- Problem to work on
The response must be made up of the lines in the entries below that contain "positive".

Stored data
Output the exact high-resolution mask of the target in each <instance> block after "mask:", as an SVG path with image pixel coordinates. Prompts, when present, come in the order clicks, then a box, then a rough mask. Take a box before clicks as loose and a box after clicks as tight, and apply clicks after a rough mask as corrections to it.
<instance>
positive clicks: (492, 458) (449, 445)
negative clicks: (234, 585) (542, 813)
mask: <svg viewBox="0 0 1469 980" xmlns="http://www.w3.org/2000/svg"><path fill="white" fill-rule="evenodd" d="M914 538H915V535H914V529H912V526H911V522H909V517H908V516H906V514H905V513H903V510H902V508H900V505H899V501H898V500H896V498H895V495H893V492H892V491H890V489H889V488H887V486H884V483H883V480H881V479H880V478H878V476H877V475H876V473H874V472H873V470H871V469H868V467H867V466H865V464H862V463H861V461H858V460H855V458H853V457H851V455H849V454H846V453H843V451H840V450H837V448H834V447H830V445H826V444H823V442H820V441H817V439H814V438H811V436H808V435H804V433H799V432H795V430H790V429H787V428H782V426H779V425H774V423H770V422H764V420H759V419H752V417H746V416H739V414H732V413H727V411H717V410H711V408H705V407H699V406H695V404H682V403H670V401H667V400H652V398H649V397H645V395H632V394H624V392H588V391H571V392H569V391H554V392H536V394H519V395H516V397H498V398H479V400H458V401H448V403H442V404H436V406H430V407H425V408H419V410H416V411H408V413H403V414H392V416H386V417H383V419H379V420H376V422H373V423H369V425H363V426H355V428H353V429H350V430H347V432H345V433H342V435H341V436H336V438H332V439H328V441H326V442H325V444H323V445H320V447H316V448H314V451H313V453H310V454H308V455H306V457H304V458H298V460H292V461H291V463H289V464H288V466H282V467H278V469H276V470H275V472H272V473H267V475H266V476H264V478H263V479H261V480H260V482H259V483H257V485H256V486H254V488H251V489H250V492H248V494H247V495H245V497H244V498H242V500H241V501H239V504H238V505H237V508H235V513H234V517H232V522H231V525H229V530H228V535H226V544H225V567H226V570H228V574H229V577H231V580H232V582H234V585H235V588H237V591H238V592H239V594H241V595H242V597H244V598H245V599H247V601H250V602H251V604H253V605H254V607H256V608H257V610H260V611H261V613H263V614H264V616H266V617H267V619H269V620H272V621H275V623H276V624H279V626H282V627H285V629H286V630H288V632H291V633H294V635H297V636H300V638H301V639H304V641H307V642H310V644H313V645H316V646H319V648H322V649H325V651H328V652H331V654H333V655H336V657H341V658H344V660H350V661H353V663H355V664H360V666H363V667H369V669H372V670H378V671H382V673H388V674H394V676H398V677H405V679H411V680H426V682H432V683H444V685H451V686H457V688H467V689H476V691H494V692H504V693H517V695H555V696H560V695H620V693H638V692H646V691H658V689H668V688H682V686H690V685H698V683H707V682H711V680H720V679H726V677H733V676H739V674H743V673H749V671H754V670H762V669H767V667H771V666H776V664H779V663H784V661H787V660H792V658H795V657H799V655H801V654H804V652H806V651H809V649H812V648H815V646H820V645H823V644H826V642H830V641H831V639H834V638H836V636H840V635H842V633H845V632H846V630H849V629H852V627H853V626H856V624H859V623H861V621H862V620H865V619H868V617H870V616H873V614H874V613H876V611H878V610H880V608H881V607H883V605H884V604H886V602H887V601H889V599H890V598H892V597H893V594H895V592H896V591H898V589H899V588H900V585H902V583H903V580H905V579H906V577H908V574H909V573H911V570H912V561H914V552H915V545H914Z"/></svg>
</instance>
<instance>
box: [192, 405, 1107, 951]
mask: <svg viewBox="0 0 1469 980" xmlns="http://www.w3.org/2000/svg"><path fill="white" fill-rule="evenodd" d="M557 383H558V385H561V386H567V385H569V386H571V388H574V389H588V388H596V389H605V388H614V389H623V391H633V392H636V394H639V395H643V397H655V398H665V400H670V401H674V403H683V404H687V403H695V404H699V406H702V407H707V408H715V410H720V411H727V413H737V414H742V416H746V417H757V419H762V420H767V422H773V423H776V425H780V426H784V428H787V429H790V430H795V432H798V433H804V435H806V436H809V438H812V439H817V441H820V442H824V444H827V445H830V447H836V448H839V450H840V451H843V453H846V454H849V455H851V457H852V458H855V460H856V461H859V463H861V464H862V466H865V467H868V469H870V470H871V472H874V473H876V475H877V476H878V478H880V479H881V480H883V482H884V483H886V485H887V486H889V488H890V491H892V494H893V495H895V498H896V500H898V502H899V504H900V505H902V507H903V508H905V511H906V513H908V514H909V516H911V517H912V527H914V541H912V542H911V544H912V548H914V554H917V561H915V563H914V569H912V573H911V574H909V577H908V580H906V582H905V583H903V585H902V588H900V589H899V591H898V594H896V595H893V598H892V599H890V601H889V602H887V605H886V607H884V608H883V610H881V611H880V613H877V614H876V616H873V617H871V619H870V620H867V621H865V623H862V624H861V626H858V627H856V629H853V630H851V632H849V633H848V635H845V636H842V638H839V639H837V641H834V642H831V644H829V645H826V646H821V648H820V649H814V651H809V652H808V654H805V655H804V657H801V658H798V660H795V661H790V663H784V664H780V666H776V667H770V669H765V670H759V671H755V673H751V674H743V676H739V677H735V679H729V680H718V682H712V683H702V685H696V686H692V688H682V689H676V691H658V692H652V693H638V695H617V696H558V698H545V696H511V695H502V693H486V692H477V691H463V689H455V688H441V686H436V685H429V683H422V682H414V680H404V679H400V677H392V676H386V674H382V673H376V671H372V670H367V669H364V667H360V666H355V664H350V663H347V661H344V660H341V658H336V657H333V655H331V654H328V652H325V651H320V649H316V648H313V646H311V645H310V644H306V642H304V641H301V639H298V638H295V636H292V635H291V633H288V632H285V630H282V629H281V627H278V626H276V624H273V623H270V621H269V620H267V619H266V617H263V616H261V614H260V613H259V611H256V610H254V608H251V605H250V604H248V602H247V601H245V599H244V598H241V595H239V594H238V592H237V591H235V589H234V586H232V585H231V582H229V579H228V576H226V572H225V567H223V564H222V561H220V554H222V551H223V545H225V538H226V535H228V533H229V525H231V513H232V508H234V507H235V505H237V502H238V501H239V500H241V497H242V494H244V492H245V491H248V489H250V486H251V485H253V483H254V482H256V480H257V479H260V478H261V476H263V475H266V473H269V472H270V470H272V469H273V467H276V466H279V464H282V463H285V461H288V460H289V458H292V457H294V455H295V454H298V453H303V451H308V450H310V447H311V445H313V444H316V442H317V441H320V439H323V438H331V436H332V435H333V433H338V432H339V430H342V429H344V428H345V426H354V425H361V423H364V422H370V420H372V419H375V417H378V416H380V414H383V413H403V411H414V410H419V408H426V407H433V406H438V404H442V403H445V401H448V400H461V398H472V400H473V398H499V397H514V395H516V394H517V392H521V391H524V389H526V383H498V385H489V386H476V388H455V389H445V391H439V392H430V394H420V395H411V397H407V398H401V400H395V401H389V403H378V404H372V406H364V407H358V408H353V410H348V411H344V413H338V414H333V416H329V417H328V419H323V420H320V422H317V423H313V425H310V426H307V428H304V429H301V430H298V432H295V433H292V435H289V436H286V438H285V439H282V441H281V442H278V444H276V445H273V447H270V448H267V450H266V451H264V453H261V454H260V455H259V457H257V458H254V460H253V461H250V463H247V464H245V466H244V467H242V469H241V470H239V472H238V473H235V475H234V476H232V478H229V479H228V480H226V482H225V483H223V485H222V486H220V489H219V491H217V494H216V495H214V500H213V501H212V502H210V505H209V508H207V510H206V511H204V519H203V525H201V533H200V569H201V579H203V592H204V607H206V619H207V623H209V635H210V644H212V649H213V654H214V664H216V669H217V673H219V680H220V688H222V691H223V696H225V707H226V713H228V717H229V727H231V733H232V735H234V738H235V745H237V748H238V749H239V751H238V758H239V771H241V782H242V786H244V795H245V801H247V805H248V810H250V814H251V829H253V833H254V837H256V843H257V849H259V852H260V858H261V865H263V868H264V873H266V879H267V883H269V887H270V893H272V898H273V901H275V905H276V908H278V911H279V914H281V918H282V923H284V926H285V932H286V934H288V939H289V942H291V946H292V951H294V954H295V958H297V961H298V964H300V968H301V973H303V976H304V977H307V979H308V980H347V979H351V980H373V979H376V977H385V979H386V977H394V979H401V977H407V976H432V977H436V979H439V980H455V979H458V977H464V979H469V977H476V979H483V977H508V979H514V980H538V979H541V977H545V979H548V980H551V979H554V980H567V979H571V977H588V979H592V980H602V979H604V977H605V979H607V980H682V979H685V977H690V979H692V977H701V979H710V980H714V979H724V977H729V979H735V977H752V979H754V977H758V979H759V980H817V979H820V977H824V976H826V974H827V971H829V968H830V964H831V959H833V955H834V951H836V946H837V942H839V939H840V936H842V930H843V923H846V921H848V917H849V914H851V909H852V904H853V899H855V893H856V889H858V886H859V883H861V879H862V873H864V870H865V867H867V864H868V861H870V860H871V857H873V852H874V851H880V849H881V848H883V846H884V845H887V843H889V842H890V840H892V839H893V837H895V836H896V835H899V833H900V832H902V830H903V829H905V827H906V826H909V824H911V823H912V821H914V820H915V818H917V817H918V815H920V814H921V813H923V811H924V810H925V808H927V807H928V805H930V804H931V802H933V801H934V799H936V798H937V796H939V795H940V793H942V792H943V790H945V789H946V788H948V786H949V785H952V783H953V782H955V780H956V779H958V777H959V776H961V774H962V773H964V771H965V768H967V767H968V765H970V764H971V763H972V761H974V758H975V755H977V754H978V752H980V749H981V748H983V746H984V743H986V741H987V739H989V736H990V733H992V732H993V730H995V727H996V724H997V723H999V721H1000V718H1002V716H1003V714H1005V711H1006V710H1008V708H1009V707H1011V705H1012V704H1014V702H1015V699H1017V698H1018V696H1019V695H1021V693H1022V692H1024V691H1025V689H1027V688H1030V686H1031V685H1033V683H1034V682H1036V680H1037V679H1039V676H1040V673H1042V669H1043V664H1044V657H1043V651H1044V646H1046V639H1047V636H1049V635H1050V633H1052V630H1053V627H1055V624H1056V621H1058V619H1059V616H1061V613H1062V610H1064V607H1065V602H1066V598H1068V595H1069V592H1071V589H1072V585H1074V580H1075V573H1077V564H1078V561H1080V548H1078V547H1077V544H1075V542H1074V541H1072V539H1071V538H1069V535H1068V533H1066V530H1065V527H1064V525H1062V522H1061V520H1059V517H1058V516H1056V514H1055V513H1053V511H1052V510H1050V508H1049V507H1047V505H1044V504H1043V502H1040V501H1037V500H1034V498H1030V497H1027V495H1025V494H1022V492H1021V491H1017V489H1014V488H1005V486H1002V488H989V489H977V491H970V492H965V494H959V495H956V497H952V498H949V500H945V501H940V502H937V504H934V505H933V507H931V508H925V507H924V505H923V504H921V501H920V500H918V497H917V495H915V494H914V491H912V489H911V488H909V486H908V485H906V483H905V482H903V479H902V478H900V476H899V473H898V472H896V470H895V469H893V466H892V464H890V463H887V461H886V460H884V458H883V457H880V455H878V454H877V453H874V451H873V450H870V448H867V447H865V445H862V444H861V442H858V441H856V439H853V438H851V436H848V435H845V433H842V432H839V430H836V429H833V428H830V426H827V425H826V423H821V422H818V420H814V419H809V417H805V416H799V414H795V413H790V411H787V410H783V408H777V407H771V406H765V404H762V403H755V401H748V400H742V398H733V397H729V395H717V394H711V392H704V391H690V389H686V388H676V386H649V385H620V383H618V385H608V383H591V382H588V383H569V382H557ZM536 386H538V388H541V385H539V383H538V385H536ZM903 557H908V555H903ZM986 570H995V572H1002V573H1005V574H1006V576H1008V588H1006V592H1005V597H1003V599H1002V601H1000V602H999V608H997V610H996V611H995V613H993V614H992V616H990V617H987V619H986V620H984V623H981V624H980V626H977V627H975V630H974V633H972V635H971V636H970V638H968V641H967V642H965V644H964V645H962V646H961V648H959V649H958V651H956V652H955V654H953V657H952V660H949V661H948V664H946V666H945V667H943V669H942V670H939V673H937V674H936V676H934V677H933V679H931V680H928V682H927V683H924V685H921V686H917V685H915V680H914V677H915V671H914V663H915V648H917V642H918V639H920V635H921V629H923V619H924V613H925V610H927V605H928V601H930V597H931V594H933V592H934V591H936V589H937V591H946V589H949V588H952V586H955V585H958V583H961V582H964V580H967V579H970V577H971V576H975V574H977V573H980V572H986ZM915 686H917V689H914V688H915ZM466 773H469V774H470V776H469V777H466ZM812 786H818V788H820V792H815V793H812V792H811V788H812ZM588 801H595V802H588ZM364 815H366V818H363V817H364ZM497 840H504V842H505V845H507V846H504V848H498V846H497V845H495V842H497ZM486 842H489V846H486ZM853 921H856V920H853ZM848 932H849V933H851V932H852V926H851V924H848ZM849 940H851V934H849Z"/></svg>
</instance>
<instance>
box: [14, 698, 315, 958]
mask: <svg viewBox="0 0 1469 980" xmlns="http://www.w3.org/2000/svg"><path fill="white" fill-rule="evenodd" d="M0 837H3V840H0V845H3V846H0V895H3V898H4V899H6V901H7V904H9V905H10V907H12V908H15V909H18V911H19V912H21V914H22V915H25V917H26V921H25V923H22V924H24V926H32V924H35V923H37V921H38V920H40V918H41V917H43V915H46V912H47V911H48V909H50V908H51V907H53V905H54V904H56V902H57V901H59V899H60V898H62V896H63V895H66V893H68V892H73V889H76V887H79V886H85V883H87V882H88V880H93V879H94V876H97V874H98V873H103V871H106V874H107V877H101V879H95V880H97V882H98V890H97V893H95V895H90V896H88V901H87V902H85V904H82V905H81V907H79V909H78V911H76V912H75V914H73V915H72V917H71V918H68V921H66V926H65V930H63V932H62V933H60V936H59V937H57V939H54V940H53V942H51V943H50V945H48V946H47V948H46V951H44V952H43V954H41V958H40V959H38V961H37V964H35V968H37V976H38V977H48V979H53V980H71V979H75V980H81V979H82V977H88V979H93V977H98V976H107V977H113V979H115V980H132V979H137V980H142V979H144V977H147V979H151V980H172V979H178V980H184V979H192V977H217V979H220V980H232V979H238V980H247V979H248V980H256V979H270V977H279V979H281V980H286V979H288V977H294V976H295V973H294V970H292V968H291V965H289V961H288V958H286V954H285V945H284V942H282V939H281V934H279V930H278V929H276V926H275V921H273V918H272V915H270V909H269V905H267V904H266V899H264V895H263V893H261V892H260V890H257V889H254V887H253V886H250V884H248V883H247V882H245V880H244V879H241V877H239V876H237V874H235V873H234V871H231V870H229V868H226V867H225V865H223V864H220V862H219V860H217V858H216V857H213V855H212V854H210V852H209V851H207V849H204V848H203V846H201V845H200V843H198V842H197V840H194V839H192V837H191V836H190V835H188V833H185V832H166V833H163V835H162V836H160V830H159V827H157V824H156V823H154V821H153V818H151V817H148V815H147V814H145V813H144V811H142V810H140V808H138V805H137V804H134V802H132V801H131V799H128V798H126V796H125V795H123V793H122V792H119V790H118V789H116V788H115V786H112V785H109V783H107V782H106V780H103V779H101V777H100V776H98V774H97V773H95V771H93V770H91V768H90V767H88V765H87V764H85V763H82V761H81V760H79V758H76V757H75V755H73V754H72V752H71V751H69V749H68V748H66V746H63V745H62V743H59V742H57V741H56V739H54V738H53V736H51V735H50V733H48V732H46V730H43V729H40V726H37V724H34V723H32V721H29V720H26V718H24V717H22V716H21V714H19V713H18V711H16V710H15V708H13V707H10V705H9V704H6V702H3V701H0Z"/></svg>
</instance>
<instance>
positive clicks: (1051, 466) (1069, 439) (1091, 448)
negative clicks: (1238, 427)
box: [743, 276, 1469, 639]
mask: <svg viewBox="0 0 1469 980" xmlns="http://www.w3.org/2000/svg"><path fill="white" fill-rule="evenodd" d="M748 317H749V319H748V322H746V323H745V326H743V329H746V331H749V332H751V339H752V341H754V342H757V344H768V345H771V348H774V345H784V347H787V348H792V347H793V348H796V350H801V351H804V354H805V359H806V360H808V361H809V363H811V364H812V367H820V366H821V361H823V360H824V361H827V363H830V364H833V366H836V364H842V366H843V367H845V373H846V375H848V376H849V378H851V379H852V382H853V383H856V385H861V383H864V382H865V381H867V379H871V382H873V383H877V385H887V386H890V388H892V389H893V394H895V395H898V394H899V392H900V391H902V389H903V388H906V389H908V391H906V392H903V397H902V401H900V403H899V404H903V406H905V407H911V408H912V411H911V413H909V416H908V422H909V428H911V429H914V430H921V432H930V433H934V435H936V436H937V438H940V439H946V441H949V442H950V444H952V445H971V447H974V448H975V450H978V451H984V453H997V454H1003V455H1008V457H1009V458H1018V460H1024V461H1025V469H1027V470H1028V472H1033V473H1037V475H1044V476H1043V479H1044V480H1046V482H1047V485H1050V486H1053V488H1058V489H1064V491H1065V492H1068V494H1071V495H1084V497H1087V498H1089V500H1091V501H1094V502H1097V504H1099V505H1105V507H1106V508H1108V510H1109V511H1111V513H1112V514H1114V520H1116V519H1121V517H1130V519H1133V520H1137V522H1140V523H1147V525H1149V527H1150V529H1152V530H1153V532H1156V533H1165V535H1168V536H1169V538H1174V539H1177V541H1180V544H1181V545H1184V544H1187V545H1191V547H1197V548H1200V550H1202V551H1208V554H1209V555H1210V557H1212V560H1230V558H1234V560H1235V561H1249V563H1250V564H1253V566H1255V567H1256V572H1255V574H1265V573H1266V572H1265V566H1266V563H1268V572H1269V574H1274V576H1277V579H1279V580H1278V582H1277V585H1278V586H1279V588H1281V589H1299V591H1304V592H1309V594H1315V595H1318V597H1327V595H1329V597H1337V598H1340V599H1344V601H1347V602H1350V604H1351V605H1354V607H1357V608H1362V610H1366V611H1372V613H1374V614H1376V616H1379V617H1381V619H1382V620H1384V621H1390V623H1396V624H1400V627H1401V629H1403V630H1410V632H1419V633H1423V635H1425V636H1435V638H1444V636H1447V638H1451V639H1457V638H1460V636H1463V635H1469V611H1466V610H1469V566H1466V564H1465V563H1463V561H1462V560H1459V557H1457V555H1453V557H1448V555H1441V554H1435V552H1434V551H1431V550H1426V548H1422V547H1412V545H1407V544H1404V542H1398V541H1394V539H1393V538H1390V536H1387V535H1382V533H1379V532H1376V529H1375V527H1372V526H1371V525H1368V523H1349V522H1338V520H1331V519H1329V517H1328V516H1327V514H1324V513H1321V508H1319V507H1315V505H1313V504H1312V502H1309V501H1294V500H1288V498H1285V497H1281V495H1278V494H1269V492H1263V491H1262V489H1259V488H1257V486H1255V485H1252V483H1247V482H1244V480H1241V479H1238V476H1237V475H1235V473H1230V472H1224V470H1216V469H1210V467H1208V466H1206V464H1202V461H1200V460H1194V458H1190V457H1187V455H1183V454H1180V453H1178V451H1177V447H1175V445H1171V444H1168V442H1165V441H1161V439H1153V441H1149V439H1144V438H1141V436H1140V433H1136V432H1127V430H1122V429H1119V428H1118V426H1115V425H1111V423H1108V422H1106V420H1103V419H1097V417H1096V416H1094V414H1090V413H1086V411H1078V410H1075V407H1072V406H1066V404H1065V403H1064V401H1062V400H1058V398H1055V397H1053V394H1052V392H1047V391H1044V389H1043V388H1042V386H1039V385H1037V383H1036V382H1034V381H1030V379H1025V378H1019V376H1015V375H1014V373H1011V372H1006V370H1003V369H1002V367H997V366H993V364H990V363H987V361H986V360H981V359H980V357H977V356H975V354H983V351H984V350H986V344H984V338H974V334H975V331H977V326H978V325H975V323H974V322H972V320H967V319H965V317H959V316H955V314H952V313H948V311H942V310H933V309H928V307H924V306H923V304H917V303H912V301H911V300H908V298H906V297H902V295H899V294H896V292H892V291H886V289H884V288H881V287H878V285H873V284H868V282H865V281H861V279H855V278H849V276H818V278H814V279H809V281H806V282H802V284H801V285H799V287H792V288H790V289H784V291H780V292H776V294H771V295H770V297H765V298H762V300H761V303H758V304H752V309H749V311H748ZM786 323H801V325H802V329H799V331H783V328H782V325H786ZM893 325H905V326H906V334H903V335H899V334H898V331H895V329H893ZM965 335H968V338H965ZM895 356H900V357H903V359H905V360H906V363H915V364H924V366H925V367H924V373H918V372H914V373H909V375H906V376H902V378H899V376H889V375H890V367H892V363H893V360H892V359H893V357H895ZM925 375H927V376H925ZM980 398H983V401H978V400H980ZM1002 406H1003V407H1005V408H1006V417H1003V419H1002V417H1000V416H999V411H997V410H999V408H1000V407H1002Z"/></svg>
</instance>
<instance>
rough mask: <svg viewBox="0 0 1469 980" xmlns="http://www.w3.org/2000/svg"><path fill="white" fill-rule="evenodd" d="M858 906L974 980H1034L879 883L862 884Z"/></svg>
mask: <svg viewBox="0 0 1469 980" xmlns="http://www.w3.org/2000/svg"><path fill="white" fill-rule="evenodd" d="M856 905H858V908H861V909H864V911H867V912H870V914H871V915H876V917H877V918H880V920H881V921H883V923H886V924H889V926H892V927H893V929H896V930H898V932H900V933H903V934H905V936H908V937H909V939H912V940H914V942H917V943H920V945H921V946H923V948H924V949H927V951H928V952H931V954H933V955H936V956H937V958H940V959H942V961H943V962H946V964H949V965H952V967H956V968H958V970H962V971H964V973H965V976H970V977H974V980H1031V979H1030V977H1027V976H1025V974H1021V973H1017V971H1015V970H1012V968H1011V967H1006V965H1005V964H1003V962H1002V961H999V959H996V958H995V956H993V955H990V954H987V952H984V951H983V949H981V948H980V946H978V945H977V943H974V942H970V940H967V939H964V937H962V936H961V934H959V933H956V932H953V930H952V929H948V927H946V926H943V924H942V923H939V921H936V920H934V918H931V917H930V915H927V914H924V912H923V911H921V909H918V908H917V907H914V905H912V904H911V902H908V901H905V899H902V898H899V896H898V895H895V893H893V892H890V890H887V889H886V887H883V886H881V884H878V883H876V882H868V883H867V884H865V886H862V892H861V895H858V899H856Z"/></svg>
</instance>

- Output
positive clicks: (492, 458) (449, 445)
positive clicks: (1051, 466) (1069, 439) (1091, 448)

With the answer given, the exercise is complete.